_TASK TO CARRY OUT_.
Look through the listing below for the string "preening". Say how many lines hold it, and nothing else.

Segment Open

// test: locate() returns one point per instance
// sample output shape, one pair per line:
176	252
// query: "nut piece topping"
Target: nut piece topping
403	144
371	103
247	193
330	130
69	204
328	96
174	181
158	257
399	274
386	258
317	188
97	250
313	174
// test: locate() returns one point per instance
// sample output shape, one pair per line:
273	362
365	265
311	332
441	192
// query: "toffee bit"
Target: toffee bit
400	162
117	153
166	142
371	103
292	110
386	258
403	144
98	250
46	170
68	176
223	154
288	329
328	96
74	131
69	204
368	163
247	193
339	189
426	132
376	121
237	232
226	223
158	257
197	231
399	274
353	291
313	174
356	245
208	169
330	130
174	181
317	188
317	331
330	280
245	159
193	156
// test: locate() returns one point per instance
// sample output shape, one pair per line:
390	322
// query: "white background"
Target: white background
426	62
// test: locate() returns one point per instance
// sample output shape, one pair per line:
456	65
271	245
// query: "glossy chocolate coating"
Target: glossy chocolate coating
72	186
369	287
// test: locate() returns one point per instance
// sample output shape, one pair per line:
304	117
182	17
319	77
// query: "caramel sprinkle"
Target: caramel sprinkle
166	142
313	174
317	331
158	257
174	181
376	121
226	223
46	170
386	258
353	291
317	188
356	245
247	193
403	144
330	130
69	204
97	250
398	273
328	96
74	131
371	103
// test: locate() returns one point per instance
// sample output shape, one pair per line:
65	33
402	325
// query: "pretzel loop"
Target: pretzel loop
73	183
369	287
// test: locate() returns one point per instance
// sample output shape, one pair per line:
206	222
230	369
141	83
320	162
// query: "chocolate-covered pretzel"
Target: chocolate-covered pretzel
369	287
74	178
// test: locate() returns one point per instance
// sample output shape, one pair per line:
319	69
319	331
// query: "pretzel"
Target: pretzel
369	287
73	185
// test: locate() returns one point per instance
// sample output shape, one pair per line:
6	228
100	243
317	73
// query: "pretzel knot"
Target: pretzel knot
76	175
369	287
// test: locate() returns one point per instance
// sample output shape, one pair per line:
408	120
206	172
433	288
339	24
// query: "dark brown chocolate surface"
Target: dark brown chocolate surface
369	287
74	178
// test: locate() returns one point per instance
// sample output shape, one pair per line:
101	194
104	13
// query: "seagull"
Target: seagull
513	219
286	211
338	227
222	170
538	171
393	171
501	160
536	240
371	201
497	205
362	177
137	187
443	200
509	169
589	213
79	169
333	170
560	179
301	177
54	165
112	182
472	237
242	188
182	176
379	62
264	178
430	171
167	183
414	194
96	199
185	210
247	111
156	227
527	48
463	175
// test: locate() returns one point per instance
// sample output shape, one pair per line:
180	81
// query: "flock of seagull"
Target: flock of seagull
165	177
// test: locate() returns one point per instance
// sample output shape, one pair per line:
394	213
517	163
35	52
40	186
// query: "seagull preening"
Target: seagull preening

Segment Closed

_ANSWER TO THE PROBLEM_.
2